#### Provided data

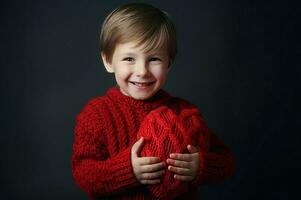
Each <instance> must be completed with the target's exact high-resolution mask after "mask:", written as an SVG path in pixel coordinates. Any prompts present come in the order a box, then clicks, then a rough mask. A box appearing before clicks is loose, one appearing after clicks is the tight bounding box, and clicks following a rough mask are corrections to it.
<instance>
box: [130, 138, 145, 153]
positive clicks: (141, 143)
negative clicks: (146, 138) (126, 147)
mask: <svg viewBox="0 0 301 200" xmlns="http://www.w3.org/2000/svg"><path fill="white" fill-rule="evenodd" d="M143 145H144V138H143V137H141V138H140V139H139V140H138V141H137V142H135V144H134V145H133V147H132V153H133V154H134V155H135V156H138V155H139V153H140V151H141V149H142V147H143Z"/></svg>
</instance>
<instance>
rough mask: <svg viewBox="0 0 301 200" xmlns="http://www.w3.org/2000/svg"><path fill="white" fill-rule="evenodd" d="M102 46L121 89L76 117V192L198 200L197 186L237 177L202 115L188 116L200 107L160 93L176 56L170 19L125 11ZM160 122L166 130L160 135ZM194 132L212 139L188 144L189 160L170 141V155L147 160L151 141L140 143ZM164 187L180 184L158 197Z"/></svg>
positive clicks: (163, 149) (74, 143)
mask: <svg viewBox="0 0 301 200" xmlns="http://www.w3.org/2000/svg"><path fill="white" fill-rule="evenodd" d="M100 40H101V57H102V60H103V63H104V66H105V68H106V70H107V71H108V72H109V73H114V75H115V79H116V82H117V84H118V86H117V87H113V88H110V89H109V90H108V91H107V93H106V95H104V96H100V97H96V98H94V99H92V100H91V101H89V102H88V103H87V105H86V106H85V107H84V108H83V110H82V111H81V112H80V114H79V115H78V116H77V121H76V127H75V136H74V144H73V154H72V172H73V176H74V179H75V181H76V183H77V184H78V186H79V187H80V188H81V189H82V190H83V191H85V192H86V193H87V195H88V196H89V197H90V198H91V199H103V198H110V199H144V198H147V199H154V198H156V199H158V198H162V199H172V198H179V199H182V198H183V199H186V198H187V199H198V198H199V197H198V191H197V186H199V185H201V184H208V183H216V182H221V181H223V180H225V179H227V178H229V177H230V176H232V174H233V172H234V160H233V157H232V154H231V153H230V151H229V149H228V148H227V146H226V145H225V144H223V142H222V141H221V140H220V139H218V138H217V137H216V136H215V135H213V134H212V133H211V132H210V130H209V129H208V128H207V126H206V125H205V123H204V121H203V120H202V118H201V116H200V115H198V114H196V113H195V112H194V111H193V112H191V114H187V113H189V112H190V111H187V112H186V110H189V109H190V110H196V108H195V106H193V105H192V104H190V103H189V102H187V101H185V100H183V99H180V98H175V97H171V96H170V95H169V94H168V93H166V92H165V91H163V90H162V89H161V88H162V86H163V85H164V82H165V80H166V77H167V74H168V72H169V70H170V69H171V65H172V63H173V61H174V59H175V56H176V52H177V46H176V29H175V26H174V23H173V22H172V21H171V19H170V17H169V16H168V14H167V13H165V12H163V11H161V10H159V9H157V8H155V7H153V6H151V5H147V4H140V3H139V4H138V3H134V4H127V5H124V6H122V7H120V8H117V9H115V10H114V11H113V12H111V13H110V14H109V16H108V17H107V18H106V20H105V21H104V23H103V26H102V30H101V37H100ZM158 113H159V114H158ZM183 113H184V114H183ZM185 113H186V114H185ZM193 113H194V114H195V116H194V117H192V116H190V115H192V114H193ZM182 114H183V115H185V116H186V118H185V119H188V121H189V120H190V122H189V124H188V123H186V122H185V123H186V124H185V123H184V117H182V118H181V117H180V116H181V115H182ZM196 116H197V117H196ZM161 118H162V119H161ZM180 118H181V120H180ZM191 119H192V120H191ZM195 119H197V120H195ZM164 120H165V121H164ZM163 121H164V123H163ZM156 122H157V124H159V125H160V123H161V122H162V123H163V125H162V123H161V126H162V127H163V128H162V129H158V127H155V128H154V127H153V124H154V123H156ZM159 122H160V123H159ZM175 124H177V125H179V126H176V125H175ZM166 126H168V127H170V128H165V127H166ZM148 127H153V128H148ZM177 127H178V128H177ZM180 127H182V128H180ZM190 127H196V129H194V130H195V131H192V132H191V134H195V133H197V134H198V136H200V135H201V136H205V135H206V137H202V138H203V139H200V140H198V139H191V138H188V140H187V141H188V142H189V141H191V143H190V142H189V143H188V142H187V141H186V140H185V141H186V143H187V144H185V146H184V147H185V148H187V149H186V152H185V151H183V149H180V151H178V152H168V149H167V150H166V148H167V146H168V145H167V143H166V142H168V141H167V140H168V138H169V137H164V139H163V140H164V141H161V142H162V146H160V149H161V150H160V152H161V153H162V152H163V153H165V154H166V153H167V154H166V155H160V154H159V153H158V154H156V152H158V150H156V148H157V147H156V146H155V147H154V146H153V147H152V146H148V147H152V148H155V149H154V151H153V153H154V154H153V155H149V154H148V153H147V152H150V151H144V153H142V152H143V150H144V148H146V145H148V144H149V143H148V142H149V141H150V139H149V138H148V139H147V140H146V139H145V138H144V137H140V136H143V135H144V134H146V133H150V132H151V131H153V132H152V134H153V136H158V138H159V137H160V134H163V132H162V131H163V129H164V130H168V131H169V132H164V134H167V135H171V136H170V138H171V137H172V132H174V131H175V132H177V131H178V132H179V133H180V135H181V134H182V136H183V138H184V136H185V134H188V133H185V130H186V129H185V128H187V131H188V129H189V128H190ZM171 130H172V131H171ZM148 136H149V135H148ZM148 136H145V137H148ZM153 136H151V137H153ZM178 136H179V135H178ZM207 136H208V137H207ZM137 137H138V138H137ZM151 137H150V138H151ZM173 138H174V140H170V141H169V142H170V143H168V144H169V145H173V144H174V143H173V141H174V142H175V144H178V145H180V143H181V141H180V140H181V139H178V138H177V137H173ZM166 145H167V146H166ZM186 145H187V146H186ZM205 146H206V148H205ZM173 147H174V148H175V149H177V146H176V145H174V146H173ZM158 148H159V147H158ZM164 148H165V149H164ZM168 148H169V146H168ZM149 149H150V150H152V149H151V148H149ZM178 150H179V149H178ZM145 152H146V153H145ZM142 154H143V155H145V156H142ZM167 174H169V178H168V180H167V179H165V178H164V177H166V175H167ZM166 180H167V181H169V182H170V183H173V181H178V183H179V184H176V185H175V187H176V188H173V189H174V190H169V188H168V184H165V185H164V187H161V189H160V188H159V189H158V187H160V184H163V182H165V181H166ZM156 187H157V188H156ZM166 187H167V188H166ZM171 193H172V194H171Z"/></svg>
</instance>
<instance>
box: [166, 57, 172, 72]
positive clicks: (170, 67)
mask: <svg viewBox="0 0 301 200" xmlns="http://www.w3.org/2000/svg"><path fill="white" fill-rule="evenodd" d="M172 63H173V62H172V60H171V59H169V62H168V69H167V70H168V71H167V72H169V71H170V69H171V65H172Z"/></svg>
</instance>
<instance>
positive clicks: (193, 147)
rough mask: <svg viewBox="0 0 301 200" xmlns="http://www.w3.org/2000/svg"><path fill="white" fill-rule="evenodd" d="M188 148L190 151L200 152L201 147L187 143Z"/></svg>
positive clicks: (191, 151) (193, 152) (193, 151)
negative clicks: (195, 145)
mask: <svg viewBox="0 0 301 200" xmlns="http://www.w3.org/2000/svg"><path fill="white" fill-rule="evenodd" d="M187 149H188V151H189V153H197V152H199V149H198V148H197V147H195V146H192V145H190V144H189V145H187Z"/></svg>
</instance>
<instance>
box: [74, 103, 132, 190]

########

Report how many lines of the listing contain the string "clicks", treating uppercase and lowercase as different. Give only the number.

§ **Result of this exercise**:
8